::: Passage given
The Design and Implementation of Tiered Storage in RocketMQ

By Senze Zhang

With the official release of RocketMQ 5.1.0, tiered storage, as a new independent module of RocketMQ, has become a milestone in Technical Preview. RocketMQ 5.1.0 allows users to offload messages from local disks to other cheaper storage media, and it can extend the message retention duration at a lower cost. This article details the design and implementation of RocketMQ tiered storage.

Design Overview

The tiered storage of RocketMQ allows you to offload data to other storage media without affecting hot data reading and writing. The tiered storage of RocketMQ is suitable for the following scenarios:

Separation of Hot and Cold Data: RocketMQ caches new messages in the page cache called hot data. When the cached data exceeds the memory capacity, hot data will be moved out and become cold data. If consumers try to consume cold data, cold data will be reloaded from the hard disk to the page cache, which will lead to read and write I/O competition and occupy the space of the page cache. This problem can be avoided by switching the read link of cold data to tiered storage.
Extended Message Retention Duration: Offloading messages to a larger and cheaper storage medium allows for longer message retention duration at a lower cost. At the same time, tiered storage supports specifying different message retention durations for topics, and message TTL can be flexibly configured according to business needs.

The biggest difference between the implementation of tiered storage in RocketMQ and Kafka and Pulsar is that we upload messages in quasi-real-time instead of waiting for a CommitLog to be full before uploading, mainly based on the following considerations:

Cost Sharing: For tiered storage in RocketMQ, you need to convert the global CommitLog file to the topic dimension and rebuild the message index. Processing the CommitLog file at one time will cause performance glitches.
::::::
Problems –
**1.** According to the tiered storage article, in which RocketMQ release did tiered storage arrive as a Technical Preview module?
**2.** Please restate the tiered storage article's paragraph beginning "Separation of Hot and Cold Data" as a short bulleted list that keeps its main facts.
**3.** Resume the tiered storage article after its last sentence and carry it forward.
The rows below this note have nothing to do with the tiered storage article.
::: Record excerpts
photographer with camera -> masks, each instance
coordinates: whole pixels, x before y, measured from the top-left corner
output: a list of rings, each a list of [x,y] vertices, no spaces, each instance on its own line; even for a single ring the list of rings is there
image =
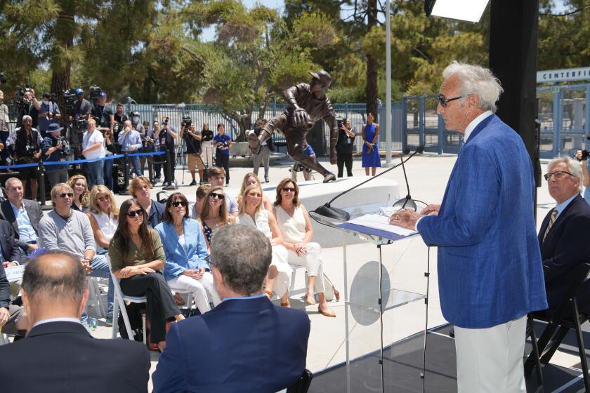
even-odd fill
[[[47,136],[46,133],[49,128],[49,124],[55,123],[56,119],[61,118],[61,114],[58,105],[53,102],[51,93],[45,92],[42,98],[37,115],[37,129],[41,133],[41,137],[45,138]]]
[[[14,157],[13,164],[32,164],[41,157],[41,144],[43,138],[39,131],[33,128],[33,119],[25,115],[21,120],[22,126],[16,128],[6,140],[6,146],[11,155]],[[27,180],[31,180],[31,199],[37,200],[37,166],[20,168],[18,177],[22,181],[22,189],[27,189]]]
[[[174,181],[174,171],[176,166],[176,154],[174,154],[174,140],[178,138],[176,131],[173,127],[168,124],[169,119],[166,116],[162,117],[162,126],[160,126],[157,121],[154,121],[154,140],[157,141],[159,145],[159,150],[160,152],[166,152],[166,160],[170,162],[171,175],[172,178],[168,178],[168,171],[164,170],[164,181],[163,186],[170,185]],[[157,129],[156,128],[157,124]],[[156,168],[156,180],[160,178],[160,168],[162,165],[155,166]]]
[[[348,177],[353,175],[353,149],[356,138],[350,119],[338,121],[338,140],[336,142],[336,161],[338,166],[338,177],[343,175],[344,166],[346,166],[346,174]]]
[[[60,127],[59,124],[49,124],[47,136],[41,144],[44,162],[65,161],[70,155],[70,146],[61,135],[62,130],[63,128]],[[65,165],[48,165],[45,167],[45,171],[51,187],[67,181],[67,166]]]
[[[590,204],[590,163],[588,162],[588,150],[576,152],[576,159],[582,164],[582,182],[584,185],[584,200]]]
[[[24,88],[19,88],[16,93],[16,102],[18,110],[16,116],[16,126],[22,126],[22,117],[29,116],[33,119],[32,126],[36,128],[37,125],[37,116],[41,105],[35,98],[35,91],[31,88],[29,85]]]
[[[181,128],[181,138],[184,139],[186,144],[186,156],[188,170],[190,175],[192,176],[192,181],[188,185],[197,185],[197,180],[195,178],[195,168],[199,168],[199,185],[203,184],[203,170],[205,164],[201,156],[201,140],[202,136],[195,131],[195,124],[192,124],[190,117],[183,117],[182,127]]]
[[[141,138],[139,133],[133,129],[131,120],[125,121],[123,131],[119,133],[119,146],[122,152],[126,153],[137,153],[141,149]],[[133,156],[130,159],[136,175],[143,175],[139,168],[139,157]]]
[[[86,159],[103,158],[105,154],[105,138],[100,131],[96,129],[96,121],[90,119],[86,125],[86,132],[82,136],[82,155]],[[96,185],[104,185],[104,160],[86,163],[88,169],[88,188]]]
[[[6,149],[6,140],[11,135],[11,119],[8,107],[4,103],[4,92],[0,90],[0,165],[8,165],[8,150]],[[6,171],[8,169],[3,171]]]

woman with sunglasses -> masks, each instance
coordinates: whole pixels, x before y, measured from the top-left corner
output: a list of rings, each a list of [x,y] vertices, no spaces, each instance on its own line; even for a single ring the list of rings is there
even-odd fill
[[[221,302],[213,284],[213,275],[205,260],[207,245],[200,225],[189,217],[188,201],[175,192],[166,201],[162,222],[155,229],[160,235],[166,254],[164,277],[173,290],[190,291],[201,314]]]
[[[315,304],[314,292],[317,293],[320,304],[317,311],[326,317],[336,317],[330,310],[324,296],[324,272],[320,245],[312,242],[313,227],[305,206],[299,202],[299,188],[291,179],[283,179],[277,186],[275,215],[283,237],[282,244],[287,248],[289,265],[304,266],[308,281],[306,302]]]
[[[260,179],[258,178],[258,176],[252,173],[246,173],[246,175],[244,176],[244,180],[242,180],[240,194],[236,198],[238,206],[242,206],[242,196],[244,195],[244,192],[246,190],[246,188],[252,185],[258,185],[260,186],[261,189],[262,189],[262,184],[260,182]],[[263,194],[262,196],[262,204],[265,209],[269,211],[273,210],[273,204],[270,203],[270,199]]]
[[[67,185],[74,190],[72,208],[82,213],[88,213],[90,192],[88,190],[86,177],[84,175],[74,175],[67,180]]]
[[[287,262],[287,249],[282,245],[282,235],[275,215],[263,208],[262,199],[259,184],[246,187],[242,194],[238,223],[257,229],[270,241],[273,260],[264,279],[264,293],[270,299],[274,291],[281,298],[281,305],[289,307],[289,287],[293,269]]]
[[[199,221],[207,242],[207,250],[211,254],[211,237],[213,233],[226,224],[235,224],[235,217],[228,214],[223,187],[214,187],[206,194],[203,201]]]
[[[362,125],[362,167],[365,174],[369,175],[371,168],[372,175],[377,173],[377,168],[381,167],[379,156],[379,125],[373,123],[375,116],[372,113],[367,114],[367,124]]]
[[[148,227],[145,212],[134,199],[121,205],[119,226],[109,247],[111,269],[121,279],[121,291],[129,296],[145,296],[152,327],[151,342],[166,347],[166,322],[184,319],[164,276],[166,255],[159,234]]]
[[[107,186],[99,185],[92,189],[88,218],[98,246],[97,253],[105,254],[119,225],[119,208]]]

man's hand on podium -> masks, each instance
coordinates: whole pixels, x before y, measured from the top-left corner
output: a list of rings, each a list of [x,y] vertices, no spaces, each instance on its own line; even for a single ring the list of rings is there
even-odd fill
[[[438,211],[440,210],[440,205],[428,205],[423,208],[419,213],[411,210],[402,210],[394,213],[389,218],[389,223],[392,225],[398,225],[407,229],[417,231],[416,224],[421,217],[424,215],[438,215]]]

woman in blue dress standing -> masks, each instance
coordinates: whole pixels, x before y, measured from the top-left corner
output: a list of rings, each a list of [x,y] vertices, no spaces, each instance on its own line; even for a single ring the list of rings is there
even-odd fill
[[[381,168],[379,156],[379,125],[373,123],[375,116],[372,113],[367,114],[367,124],[362,125],[362,167],[365,174],[369,175],[369,168],[374,176],[377,168]]]

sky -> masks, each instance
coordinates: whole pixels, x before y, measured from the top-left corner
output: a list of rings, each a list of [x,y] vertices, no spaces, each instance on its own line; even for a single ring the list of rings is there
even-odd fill
[[[553,12],[556,13],[560,13],[566,11],[565,6],[563,5],[564,0],[554,0],[555,8]],[[284,8],[284,1],[283,0],[242,0],[242,2],[248,8],[251,8],[256,4],[261,4],[270,8],[278,8],[279,12],[282,13]],[[343,11],[343,16],[346,18],[348,12]],[[201,33],[201,39],[204,41],[214,41],[215,39],[215,27],[211,27],[203,30]]]

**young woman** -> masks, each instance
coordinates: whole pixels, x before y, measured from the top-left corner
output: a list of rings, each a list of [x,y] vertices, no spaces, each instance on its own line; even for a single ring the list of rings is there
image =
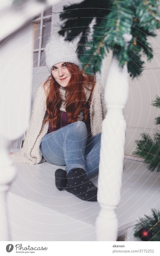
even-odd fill
[[[97,189],[89,177],[98,169],[102,122],[107,112],[103,87],[94,76],[81,71],[72,43],[51,41],[45,52],[51,75],[36,94],[26,135],[32,136],[32,146],[27,153],[25,138],[21,152],[25,161],[22,162],[46,160],[65,165],[65,170],[55,172],[57,188],[65,188],[83,200],[96,200]],[[44,126],[37,128],[37,119],[42,117]],[[32,135],[34,126],[39,131],[36,136]],[[14,160],[22,162],[19,153],[14,153]]]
::::::
Answers for the tasks –
**1.** RocketMQ 5.1.0.

**2.**
- RocketMQ caches new messages, called hot data, in the page cache.
- When the cached data exceeds memory capacity, hot data is moved out and becomes cold data.
- If consumers read cold data, it is reloaded from the hard disk into the page cache. This causes read and write I/O competition and takes up page cache space.
- Switching the read link for cold data to tiered storage avoids this problem.

**3.**
It Is More Friendly to Small-Specification Instances: Small-specification instances are often configured with a small amount of memory, which means hot data will be moved out and become cold data faster. Waiting for the CommitLog to be full before uploading has a risk of cold reading. The quasi-real-time upload method avoids the risk of cold reading during message upload and enables cold data to be read from tiered storage as soon as possible.

Quick Start

The tiered storage is designed to reduce the mental burden of users. Users can switch between hot and cold data read and write links without changing the client, and users can use tiered storage capabilities by simply modifying the server configuration. The following two steps are required to achieve the target above:

Modify the Broker configuration and specify the org.apache.rocketmq.tieredstore.TieredMessageStore as the messageStorePlugIn
Configure the storage medium you want to use. Take unloading the message to a hard disk as an example: configure tieredBackendServiceProvider to org.apache.rocketmq.tieredstore.provider.posix.PosixFileSegment and specify tieredStoreFilepath as the new file storage path:

Optional: You can modify the implementation of tieredMetadataServiceProvider to switch the metadata storage to json-based file storage.

More instructions and configuration items can be found on GitHub for the README[1] of tiered storage.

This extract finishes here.